■ **WRITTEN REQUEST**
Print the data below verbatim, line for line, without changing anything.

--- begin EXCERPTED DATA ---

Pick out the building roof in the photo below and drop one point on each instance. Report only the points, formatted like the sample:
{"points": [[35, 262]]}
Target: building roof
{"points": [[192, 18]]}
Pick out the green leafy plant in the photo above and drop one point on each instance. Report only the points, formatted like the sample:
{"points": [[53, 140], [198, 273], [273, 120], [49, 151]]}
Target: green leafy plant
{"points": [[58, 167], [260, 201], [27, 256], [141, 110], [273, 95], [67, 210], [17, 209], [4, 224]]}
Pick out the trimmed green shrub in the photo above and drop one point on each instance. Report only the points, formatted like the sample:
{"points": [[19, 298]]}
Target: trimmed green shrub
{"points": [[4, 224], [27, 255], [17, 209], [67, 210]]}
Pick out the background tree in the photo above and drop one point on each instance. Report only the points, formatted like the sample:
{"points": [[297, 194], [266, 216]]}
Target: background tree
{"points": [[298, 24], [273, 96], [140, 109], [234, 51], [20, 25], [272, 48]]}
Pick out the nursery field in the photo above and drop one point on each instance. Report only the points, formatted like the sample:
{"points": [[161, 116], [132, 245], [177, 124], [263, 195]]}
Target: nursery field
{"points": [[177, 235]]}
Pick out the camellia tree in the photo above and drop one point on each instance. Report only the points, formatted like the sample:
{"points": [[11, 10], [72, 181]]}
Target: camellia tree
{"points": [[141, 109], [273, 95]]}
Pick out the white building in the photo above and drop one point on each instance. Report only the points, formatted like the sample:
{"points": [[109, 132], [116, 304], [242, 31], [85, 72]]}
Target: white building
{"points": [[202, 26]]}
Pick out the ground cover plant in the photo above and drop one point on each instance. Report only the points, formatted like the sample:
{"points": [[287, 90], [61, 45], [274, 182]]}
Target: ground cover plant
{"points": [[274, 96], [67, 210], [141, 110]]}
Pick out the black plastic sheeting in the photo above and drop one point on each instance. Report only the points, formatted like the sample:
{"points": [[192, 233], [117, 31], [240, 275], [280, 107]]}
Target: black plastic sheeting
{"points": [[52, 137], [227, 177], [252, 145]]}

--- end EXCERPTED DATA ---

■ **WRITTEN SOLUTION**
Pick out the building roof in the photo below and drop one point on each instance. Report only the points, formatted like the sample:
{"points": [[35, 262]]}
Target: building roof
{"points": [[192, 18]]}
Pick out the green leafy plant in the photo above and drop one point on each instance. Report only the points, formatted like the sample:
{"points": [[53, 140], [198, 273], [273, 120], [49, 151]]}
Target: green leafy plant
{"points": [[58, 167], [260, 201], [27, 256], [141, 110], [273, 95], [67, 210], [17, 209], [4, 224]]}
Pick out the trimmed green shrub in the photo above and drop one point on each instance. Report only the points, formatted like the sample:
{"points": [[19, 298]]}
Target: trimmed green shrub
{"points": [[4, 224], [27, 255], [17, 209], [67, 210]]}
Pick out the background tree in the photo above and drop one point on each instance. Report only the points, formatted like the sample:
{"points": [[297, 194], [266, 216]]}
Target: background tree
{"points": [[298, 24], [273, 96], [140, 109], [234, 51], [20, 25], [272, 48]]}
Pick out the nursery field in the photo above and drop one point on each instance. Report only the points, formatted like the sample:
{"points": [[161, 116], [132, 245], [177, 124], [263, 195]]}
Target: nursery field
{"points": [[177, 235]]}
Pick out the camellia tree in the photo above and drop one point on each instance. Report only the points, formatted like the sample:
{"points": [[11, 10], [72, 181]]}
Target: camellia tree
{"points": [[141, 109], [273, 95]]}
Pick out the white building in the photo above and drop one point on each instance. Report only the points, formatted like the sample:
{"points": [[109, 132], [116, 304], [242, 31], [85, 72]]}
Target: white building
{"points": [[202, 26]]}
Pick out the ground cover plant in the photo above and drop one point on each instance. Report only the points, formatted like the sample:
{"points": [[287, 90], [61, 45], [274, 182]]}
Target: ground cover plant
{"points": [[274, 96], [67, 210], [141, 110]]}
Pick out the black plastic sheeting in the photo above and drop one point on each instance. Report only the points, formatted like the sample:
{"points": [[192, 233], [117, 31], [240, 275], [280, 107]]}
Target: black plastic sheeting
{"points": [[52, 137], [227, 177], [252, 145]]}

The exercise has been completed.